====== Document ======

Ukraine will continue to exercise its inherent right to self-defence under Article 51 of the Charter of the United Nations. That right, I remind the Council, does not impose geographical limitations on defending against an armed attack. At the same time, Article 51 does not allow an aggressor to hide its violations under the guise of the right to self-defence, as self-defence applies in cases where an armed attack is occurring or is imminent. In February 2022, as we all remember, the qualification “imminent” applied only to Russia’s plans to invade Ukraine — plans that Russia, in the form of its Deputy Minister for Foreign Affairs, denied in this very Chamber a week before the invasion (see S/PV.8968).
Russia must understand that its every attempt to expand the war will have consequences. They will serve to sober the aggressor State, disrupt its plans and force it towards peace — a comprehensive, just and lasting peace based on the Charter, not on a deceitful appeasement, reminiscent of the Munich Agreement of 1938. The former scenario could be achieved in two ways: by helping Ukraine and by increasing pressure on Russia. And if Russia prevails, the price for all of us would be far too high.

====== Excerpted records ======

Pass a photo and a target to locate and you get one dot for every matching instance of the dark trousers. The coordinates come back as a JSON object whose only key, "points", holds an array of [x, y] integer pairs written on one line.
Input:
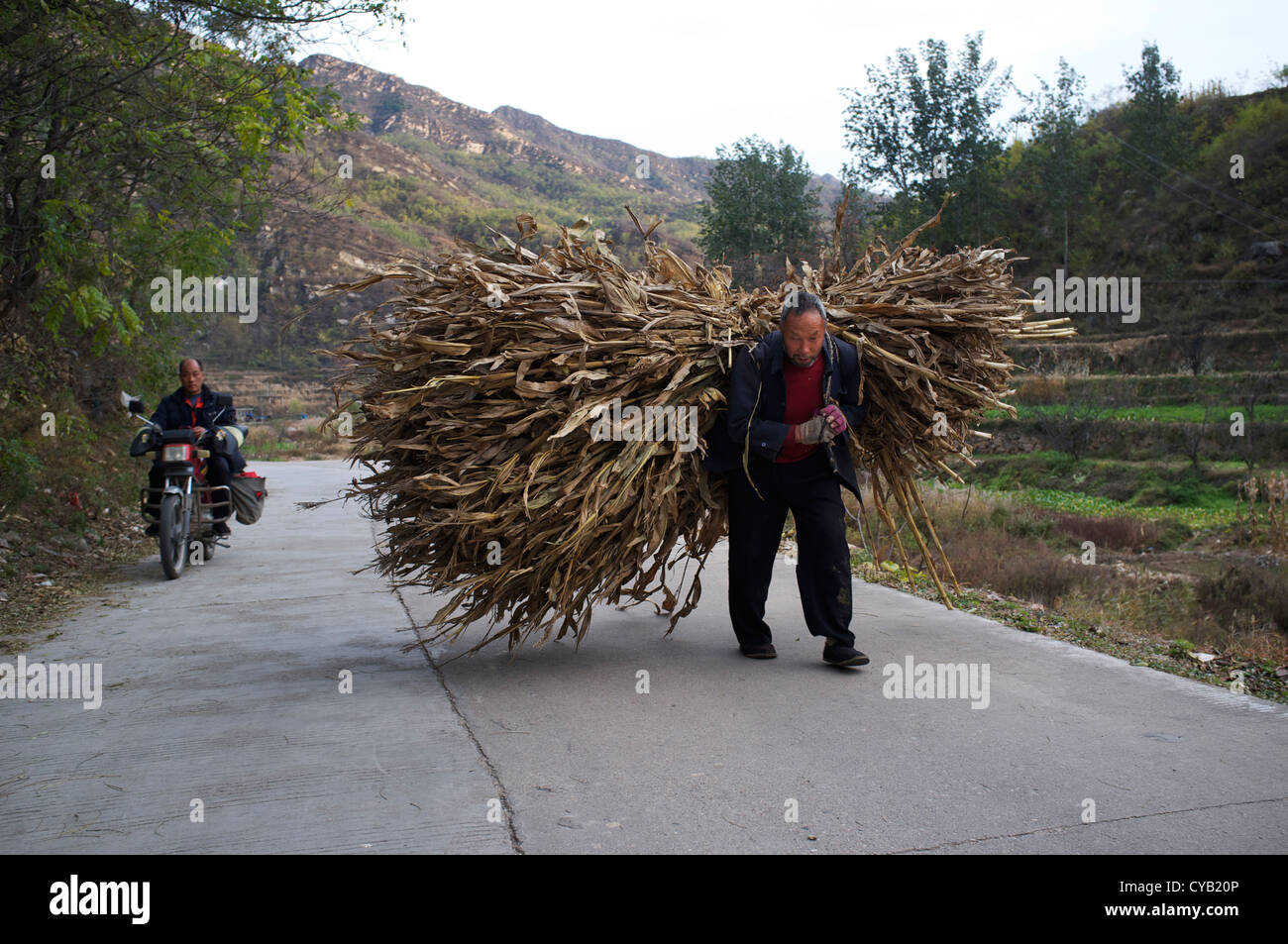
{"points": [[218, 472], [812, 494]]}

======
====== Excerpted records ======

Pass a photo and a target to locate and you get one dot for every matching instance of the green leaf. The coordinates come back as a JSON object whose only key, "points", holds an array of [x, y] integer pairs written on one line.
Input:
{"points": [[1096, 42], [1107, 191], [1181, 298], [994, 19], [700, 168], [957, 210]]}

======

[Jobs]:
(a) Count the lines of the records that contain the string "back", treating uppercase and lowercase as different, and give only the number.
(b) Pick up the statement on Ukraine's self-defense against Russia after its final sentence and continue it.
The text and the records are unrelated to each other.

[Answers to the exercise]:
(a) 2

(b)
One speaker today said that he cannot help but wonder whether those caught up in the war can be reunited with their families, whether there is anyone they can be thankful for and whether they can have a happy and peaceful tomorrow. The answer is yes; there are 141 countries in the General Assembly that they can be thankful for: the countries that voted for the condemnation of the Russian aggression in March 2022 (see A/ES-11/PV.5). The answer is yes, there are 141 countries in the they can be thankful and that call a spade a spade, having voted in February 2023 for Assembly
resolution ES-11/6, entitled “Principles of the Charter of the United Nations underlying a comprehensive, just and lasting peace in Ukraine”; those principles include Ukraine’s territorial integrity within its internationally recognized borders. Yes, they can be thankful for the dozens of countries that help Ukraine with air defence systems and with the means to destroy the military bases in Russia from which hundreds of missiles are launched to kill Ukrainian children, women and men.
I want to conclude by expressing my profound gratitude to all those countries that have been supporting Ukraine through almost three years of this bloody war.
I now give the floor to the representative of Poland.
I would like to thank Assistant Secretary-General Miroslav Jenča for his briefing.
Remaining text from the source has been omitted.